→ **QUOTED PASSAGE**:
To my dismay, I have become way too familiar with the physical therapy clinic. Because I am a highly active person who also happens to have inherited arthritic tendencies, I have become a fairly regular visitor at PT over the past ten years. The sessions have sometimes been related to the arthritis issues but sometimes are a result of overuse or accidents that have occurred because I like to move. No matter why I am going there, I am grateful that I have access to physical therapy (even if it is a literal pain and a disruption to my day). I am also finding the clinic to be an interesting classroom for the study of human beings.
When I walk in for any appointment, I take in the big room with all the equipment and the various combinations of therapist/patient at work. It's odd to me that, although this is a medical establishment, privacy is not a priority. The room is open and the conversations are accessible for anyone in the room. My current therapy is entirely related to the joint replacement surgery that I had on my right hand in early March. I am primarily ensconced at a table in the "hand section" of the office. I mostly sit at the table while my hand is massaged and manipulated, electrified and examined, heated and cooled. I do WWF, or make with the chit chat with the therapist or sometimes other patients who are also having their hands entertained. But mostly? Mostly I just watch the people there.
People come in with their broken body parts, each broken in its own way and each significant to the owner. But to the physical therapists, each body part seems to be just that - a broken part of the machine. Isolate the problem and attack. Most of the PT's, frankly, look bored. As in, here I am repeating these same old knee exercises for, what, the 5th time today? the 10th time this week? the 100th time this year? They stare off out the window or make jokes with the other PT's while their victim groans their way through the exercises.

→ **ASSIGNMENT 1**:
In the physical therapy essay, what procedure is the writer's current therapy entirely related to?
→ **ASSIGNMENT 2**:
Proceed with the physical therapy essay, picking up after its final sentence.

→ **Source records**:

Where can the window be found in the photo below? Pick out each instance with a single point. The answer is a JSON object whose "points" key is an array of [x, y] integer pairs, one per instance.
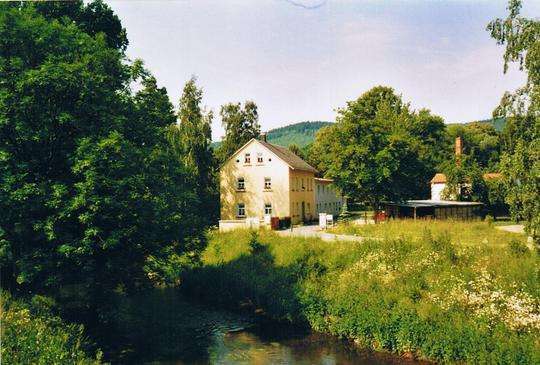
{"points": [[241, 184], [241, 210]]}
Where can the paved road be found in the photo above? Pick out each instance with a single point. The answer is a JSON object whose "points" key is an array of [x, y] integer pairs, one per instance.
{"points": [[314, 231]]}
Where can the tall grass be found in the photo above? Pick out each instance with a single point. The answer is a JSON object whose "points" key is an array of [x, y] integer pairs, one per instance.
{"points": [[470, 233], [32, 335], [427, 296]]}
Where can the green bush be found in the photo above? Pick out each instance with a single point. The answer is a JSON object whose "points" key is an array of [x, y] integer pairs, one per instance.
{"points": [[429, 296], [32, 335]]}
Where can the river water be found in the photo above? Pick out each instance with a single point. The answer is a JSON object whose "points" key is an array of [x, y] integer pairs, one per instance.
{"points": [[166, 329]]}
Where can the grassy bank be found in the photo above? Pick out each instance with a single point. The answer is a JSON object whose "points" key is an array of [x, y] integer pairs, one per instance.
{"points": [[471, 233], [424, 295], [31, 334]]}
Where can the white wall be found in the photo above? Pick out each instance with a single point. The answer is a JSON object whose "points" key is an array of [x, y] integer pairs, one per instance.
{"points": [[436, 191], [327, 198]]}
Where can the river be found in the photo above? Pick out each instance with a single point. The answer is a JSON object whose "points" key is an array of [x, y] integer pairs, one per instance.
{"points": [[166, 329]]}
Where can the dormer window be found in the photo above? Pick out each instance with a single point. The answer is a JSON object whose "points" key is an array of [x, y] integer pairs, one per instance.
{"points": [[240, 184], [267, 183]]}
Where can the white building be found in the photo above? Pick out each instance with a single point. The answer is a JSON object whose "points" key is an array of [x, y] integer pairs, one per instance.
{"points": [[327, 197]]}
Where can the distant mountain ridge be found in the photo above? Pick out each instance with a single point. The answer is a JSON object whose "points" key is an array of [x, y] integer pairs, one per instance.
{"points": [[300, 134]]}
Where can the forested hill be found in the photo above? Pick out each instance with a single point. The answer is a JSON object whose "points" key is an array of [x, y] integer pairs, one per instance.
{"points": [[300, 134]]}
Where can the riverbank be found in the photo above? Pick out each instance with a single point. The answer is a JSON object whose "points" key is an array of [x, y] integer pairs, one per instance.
{"points": [[425, 297]]}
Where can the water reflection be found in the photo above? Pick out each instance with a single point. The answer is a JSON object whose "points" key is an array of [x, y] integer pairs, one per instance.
{"points": [[163, 328]]}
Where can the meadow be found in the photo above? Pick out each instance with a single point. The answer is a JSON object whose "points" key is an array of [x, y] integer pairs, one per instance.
{"points": [[440, 292], [470, 233]]}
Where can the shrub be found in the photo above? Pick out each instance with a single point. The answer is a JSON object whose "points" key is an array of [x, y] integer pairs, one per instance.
{"points": [[425, 294]]}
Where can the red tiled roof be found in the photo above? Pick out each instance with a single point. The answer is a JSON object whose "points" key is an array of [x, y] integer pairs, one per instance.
{"points": [[439, 178]]}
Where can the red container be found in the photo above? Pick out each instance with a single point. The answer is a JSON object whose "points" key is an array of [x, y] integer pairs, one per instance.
{"points": [[379, 216], [274, 223]]}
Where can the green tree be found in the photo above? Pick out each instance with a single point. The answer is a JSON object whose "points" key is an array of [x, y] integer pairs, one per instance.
{"points": [[465, 180], [192, 138], [521, 159], [296, 150], [241, 124], [89, 185], [93, 18], [379, 149], [481, 141]]}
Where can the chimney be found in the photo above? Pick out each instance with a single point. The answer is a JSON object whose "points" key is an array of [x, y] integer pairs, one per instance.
{"points": [[459, 146]]}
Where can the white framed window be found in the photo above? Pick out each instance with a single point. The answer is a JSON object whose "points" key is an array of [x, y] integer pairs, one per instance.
{"points": [[241, 210], [240, 184], [267, 183]]}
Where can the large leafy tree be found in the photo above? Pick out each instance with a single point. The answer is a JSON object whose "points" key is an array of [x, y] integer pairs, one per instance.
{"points": [[89, 186], [521, 158], [93, 18], [241, 124], [481, 141], [192, 137], [379, 149]]}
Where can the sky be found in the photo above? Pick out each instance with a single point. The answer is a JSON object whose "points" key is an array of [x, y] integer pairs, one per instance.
{"points": [[303, 59]]}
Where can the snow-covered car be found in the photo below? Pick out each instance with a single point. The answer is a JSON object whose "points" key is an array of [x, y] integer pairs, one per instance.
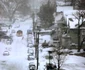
{"points": [[6, 53], [29, 31]]}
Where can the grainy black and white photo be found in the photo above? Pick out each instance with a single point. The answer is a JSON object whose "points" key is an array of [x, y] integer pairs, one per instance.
{"points": [[42, 35]]}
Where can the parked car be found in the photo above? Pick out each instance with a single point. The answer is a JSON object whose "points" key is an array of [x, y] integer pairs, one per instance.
{"points": [[29, 31], [6, 53], [30, 57]]}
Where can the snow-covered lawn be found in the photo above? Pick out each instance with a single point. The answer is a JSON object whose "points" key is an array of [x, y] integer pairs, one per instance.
{"points": [[17, 60]]}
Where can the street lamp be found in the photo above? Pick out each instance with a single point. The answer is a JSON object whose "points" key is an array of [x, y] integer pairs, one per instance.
{"points": [[37, 45]]}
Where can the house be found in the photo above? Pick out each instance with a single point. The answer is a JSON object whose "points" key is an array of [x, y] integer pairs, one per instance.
{"points": [[6, 39], [19, 33], [82, 34]]}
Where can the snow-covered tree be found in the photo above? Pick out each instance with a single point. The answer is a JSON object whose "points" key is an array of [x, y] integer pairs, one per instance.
{"points": [[11, 7]]}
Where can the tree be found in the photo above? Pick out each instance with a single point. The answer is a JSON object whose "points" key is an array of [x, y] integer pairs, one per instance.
{"points": [[11, 8], [80, 15], [46, 15], [79, 4]]}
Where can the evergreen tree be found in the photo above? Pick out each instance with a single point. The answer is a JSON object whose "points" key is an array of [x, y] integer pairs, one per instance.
{"points": [[46, 15]]}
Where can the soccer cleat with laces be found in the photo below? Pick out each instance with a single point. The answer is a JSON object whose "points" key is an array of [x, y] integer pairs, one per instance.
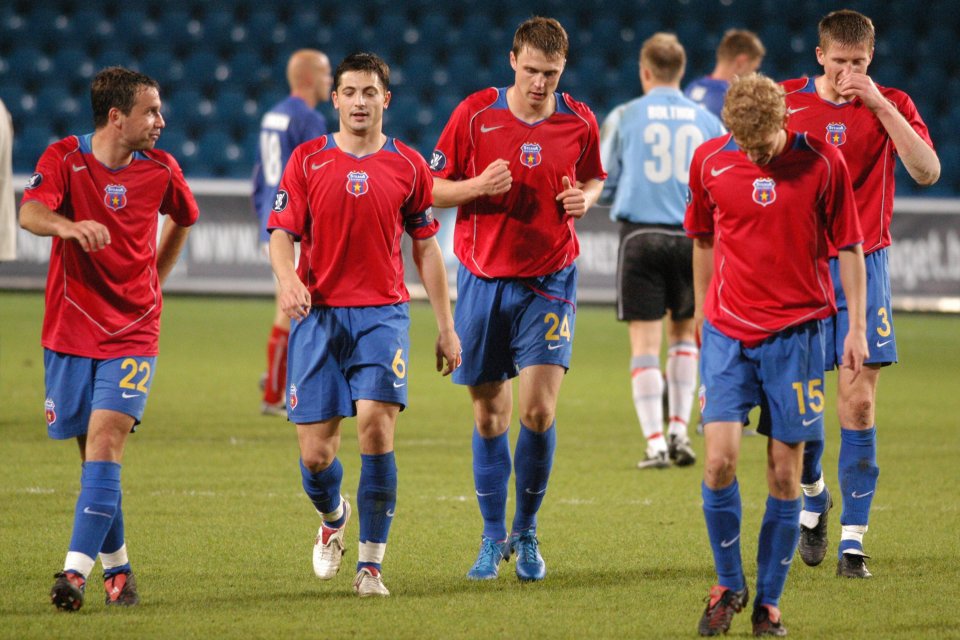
{"points": [[529, 565], [763, 623], [121, 589], [369, 583], [67, 591], [722, 604], [328, 549], [680, 451], [852, 565], [487, 566], [813, 540]]}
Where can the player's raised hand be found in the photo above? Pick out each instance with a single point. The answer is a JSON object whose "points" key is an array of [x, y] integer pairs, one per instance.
{"points": [[572, 198], [91, 235], [496, 178]]}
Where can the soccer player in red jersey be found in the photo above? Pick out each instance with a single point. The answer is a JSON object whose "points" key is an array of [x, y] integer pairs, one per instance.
{"points": [[348, 197], [763, 201], [870, 125], [98, 196], [523, 164]]}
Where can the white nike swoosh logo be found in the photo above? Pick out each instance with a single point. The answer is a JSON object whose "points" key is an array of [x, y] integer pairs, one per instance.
{"points": [[716, 172], [729, 543]]}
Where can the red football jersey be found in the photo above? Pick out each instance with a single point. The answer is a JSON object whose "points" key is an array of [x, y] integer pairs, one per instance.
{"points": [[523, 232], [770, 226], [868, 150], [349, 214], [106, 303]]}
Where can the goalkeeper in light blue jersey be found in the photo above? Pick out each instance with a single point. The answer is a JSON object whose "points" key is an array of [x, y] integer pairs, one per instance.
{"points": [[646, 146]]}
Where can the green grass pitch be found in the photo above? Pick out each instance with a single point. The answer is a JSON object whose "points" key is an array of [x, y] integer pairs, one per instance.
{"points": [[220, 532]]}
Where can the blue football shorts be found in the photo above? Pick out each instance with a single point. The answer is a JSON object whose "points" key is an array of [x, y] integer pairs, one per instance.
{"points": [[506, 324], [783, 374], [881, 339], [75, 386], [338, 355]]}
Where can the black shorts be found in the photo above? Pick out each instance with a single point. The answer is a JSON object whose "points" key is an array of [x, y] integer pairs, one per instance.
{"points": [[654, 272]]}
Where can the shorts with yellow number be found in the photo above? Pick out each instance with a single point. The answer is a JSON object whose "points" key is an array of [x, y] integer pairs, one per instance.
{"points": [[506, 324], [338, 355], [75, 386]]}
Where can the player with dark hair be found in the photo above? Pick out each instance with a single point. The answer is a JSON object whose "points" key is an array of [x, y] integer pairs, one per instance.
{"points": [[348, 197], [522, 163], [763, 201], [870, 125], [288, 123], [646, 146], [98, 196]]}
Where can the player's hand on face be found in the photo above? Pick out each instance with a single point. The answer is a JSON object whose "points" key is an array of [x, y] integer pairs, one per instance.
{"points": [[91, 235], [496, 178], [572, 198], [449, 351]]}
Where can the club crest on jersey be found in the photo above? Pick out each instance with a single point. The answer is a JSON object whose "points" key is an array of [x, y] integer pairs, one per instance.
{"points": [[357, 183], [115, 196], [764, 191], [530, 154], [50, 409], [836, 133]]}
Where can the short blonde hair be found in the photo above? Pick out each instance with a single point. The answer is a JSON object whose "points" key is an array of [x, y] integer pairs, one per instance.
{"points": [[754, 109], [664, 56]]}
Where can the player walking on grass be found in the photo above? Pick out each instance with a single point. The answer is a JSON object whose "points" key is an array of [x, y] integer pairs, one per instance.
{"points": [[522, 163], [348, 197], [98, 196], [646, 146], [762, 202], [870, 125]]}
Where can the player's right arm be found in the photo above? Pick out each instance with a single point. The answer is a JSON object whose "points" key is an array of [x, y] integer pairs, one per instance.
{"points": [[42, 221]]}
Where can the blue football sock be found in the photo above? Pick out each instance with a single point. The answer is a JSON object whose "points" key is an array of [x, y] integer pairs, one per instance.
{"points": [[776, 547], [323, 489], [97, 505], [858, 472], [376, 500], [491, 475], [532, 462], [723, 512]]}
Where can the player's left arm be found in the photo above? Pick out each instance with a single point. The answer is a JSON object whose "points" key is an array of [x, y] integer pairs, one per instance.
{"points": [[918, 157], [172, 239], [433, 274]]}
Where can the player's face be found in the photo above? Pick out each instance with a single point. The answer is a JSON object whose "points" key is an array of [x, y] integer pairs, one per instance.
{"points": [[536, 76], [141, 129], [840, 61], [360, 100]]}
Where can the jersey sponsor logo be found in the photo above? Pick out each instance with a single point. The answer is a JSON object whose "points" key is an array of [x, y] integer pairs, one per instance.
{"points": [[50, 410], [357, 183], [836, 133], [280, 201], [115, 196], [764, 191], [530, 154]]}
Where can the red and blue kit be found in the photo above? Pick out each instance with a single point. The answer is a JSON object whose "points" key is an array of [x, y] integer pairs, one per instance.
{"points": [[853, 129], [107, 303], [524, 232], [349, 213], [770, 226]]}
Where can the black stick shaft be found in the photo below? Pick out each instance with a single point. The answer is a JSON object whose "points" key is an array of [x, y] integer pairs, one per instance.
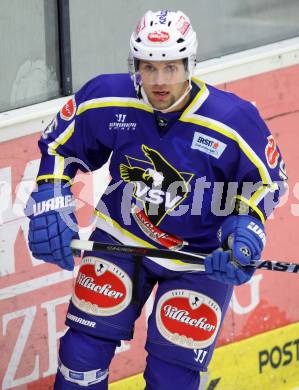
{"points": [[186, 257]]}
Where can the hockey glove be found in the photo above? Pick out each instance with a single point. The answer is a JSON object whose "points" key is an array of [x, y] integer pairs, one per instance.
{"points": [[52, 224], [243, 239]]}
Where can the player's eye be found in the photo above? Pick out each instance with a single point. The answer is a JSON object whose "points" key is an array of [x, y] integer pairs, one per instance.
{"points": [[148, 68], [170, 68]]}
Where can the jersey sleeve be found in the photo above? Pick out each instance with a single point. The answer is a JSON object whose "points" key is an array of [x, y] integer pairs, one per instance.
{"points": [[73, 140], [261, 169]]}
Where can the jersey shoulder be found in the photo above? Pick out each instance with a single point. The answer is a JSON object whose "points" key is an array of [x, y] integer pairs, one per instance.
{"points": [[107, 85], [231, 110]]}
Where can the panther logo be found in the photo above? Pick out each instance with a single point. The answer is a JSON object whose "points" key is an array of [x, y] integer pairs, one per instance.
{"points": [[158, 185]]}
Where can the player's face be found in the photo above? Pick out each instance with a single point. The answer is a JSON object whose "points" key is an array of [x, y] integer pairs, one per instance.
{"points": [[164, 82]]}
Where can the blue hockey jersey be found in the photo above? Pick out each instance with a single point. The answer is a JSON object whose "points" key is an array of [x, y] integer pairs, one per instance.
{"points": [[171, 188]]}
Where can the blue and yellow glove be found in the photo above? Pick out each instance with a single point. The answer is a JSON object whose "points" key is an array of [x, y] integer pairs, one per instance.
{"points": [[242, 239], [52, 224]]}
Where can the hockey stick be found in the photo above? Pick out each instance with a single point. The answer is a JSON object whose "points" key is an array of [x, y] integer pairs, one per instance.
{"points": [[186, 257]]}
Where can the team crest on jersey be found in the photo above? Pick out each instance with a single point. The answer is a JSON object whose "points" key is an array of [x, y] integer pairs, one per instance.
{"points": [[158, 185], [160, 188], [101, 288], [188, 318]]}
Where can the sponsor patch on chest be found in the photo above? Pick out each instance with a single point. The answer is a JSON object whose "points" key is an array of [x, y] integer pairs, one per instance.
{"points": [[207, 144]]}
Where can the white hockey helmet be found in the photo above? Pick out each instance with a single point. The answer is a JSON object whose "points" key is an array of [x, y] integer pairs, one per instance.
{"points": [[162, 36]]}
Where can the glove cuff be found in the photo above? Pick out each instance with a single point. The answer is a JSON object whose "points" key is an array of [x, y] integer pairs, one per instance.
{"points": [[234, 222], [49, 198]]}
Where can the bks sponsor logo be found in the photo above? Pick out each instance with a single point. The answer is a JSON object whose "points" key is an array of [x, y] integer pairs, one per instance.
{"points": [[156, 234], [188, 318], [272, 154], [208, 145], [158, 36], [121, 124], [101, 287], [68, 111], [157, 184]]}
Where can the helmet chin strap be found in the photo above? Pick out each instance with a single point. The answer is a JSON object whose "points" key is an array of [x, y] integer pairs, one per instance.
{"points": [[145, 98]]}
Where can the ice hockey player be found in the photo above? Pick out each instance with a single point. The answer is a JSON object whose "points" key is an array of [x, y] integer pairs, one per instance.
{"points": [[192, 167]]}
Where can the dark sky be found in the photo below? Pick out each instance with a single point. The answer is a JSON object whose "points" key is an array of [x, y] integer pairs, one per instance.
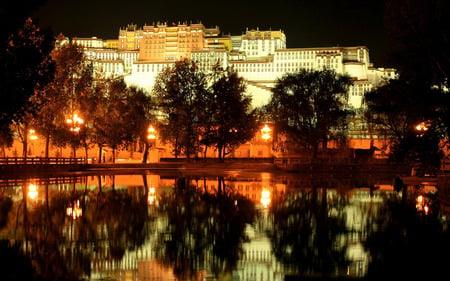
{"points": [[306, 23]]}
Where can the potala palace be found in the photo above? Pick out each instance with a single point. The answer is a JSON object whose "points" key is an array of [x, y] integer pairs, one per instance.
{"points": [[259, 56]]}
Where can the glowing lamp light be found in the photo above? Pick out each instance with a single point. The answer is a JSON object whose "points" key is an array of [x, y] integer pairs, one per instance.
{"points": [[32, 134], [32, 191], [74, 212], [75, 122], [421, 205], [422, 127], [265, 198], [151, 133], [266, 132], [151, 196]]}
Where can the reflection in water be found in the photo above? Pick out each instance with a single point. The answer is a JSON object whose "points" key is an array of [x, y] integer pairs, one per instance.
{"points": [[249, 228]]}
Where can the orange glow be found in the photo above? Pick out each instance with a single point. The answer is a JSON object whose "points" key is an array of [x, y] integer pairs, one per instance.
{"points": [[422, 127], [32, 134], [32, 191], [75, 121], [266, 132], [265, 198], [151, 196], [421, 205], [74, 212], [151, 133]]}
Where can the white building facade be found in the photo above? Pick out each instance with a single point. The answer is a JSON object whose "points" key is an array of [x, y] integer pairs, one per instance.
{"points": [[260, 57]]}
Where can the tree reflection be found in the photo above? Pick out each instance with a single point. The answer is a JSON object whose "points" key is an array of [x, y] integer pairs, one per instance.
{"points": [[408, 244], [63, 246], [205, 230], [306, 232]]}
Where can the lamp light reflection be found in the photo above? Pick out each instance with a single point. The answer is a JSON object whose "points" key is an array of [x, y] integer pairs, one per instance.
{"points": [[75, 211], [32, 191], [151, 196], [265, 198]]}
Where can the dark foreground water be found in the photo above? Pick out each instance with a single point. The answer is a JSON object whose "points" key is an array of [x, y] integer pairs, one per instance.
{"points": [[258, 226]]}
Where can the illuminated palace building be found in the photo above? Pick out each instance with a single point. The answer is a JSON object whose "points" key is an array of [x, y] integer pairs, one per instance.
{"points": [[259, 56]]}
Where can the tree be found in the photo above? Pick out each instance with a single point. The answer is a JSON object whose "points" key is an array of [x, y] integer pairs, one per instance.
{"points": [[308, 107], [180, 91], [143, 109], [230, 121], [420, 50], [26, 67], [396, 109], [118, 132], [72, 84]]}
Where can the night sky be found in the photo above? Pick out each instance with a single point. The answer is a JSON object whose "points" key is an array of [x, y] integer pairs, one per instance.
{"points": [[306, 23]]}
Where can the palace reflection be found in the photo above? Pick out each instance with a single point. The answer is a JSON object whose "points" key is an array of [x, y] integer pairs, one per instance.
{"points": [[163, 227]]}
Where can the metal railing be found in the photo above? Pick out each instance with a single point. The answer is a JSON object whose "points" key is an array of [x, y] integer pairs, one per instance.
{"points": [[40, 161]]}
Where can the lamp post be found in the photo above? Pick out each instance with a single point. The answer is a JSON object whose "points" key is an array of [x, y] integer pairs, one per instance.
{"points": [[75, 122], [152, 135], [32, 137], [266, 132]]}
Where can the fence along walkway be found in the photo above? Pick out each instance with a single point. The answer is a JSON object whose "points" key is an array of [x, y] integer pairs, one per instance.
{"points": [[40, 161]]}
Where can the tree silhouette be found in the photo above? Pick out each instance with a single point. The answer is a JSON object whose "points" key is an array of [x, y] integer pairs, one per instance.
{"points": [[308, 107]]}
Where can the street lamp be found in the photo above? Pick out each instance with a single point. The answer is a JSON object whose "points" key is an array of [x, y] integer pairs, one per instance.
{"points": [[75, 122], [151, 133], [32, 191], [265, 198], [422, 127], [266, 132], [32, 134]]}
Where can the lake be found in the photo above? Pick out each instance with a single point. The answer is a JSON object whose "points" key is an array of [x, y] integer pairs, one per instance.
{"points": [[236, 226]]}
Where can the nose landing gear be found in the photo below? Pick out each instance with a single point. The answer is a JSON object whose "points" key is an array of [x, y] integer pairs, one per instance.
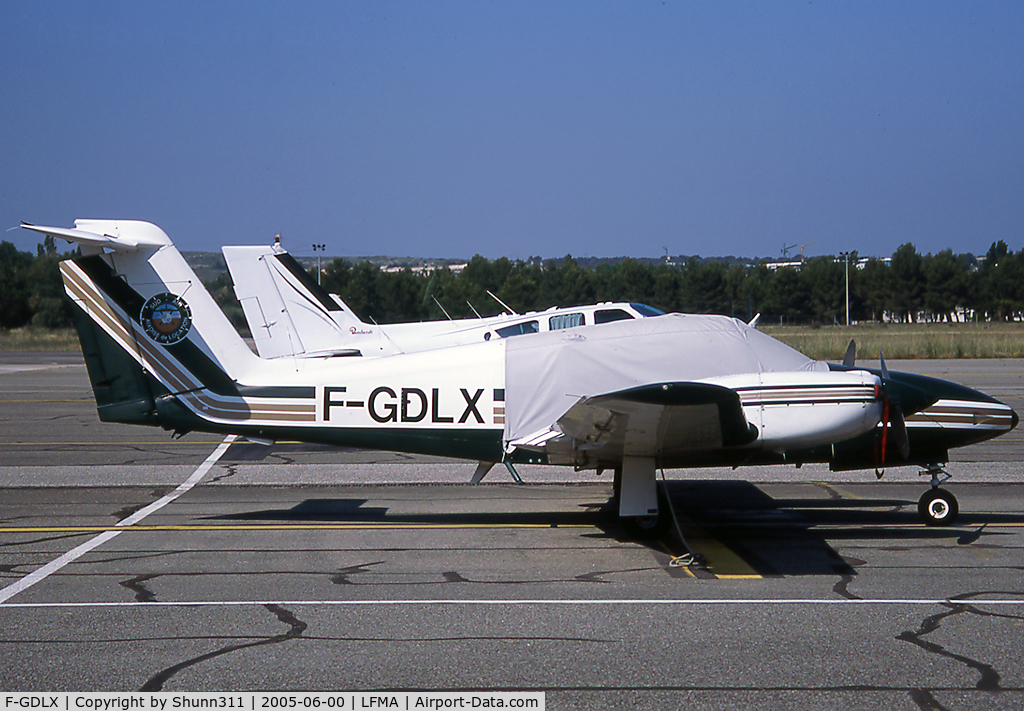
{"points": [[937, 506]]}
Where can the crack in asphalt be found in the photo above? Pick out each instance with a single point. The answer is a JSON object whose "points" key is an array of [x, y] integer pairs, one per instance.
{"points": [[126, 511], [142, 594], [231, 470], [296, 628], [344, 577], [989, 679]]}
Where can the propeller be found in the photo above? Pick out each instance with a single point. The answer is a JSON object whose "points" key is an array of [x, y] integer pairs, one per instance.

→ **EXERCISE RESULT 1**:
The joint replacement surgery on the writer's right hand in early March.

→ **EXERCISE RESULT 2**:
The patients are a diverse lot. They are a collection of bodies, more over 40 years old than under 40. Most seem perplexed or uncomfortable with the exercises. It's almost as if they don't know that part of their body very well. That last description includes me. The patients come in all sizes and shapes. Very few fit the cultural profile for attractive but they all come with bodies that are functional and in need of some kind of repair. I observe some patients just resting on tables or enduring (enjoying?) some hands on therapy. Awkward. Some are working out on machines or with big exercise balls or long rubber tubing. Yes, you read that right. Long rubber tubing that you use to stretch and strengthen muscles (it has been part of some PT sessions in my past). Most appear not particularly graceful nor comfortable with what they are asked to do but they plod their way through it. I am more interested in what their faces say than in what their bodies do. Faces say things like, "You want me to do what?" or "Well, this is fun!" or "Is it time to quit yet?". Or maybe those are just the thoughts in my own head.
When I walk into the room, I tend to distance myself from the others, as if somehow I am above this. What's that about? I am self conscious and wonder what other people watchers are noting about me. I don't know why this place makes me highly uncomfortable. Perhaps it speaks to vulnerability and flaws? That makes sense to me.
What's your take on physical therapy? Thumbs up or thumbs down?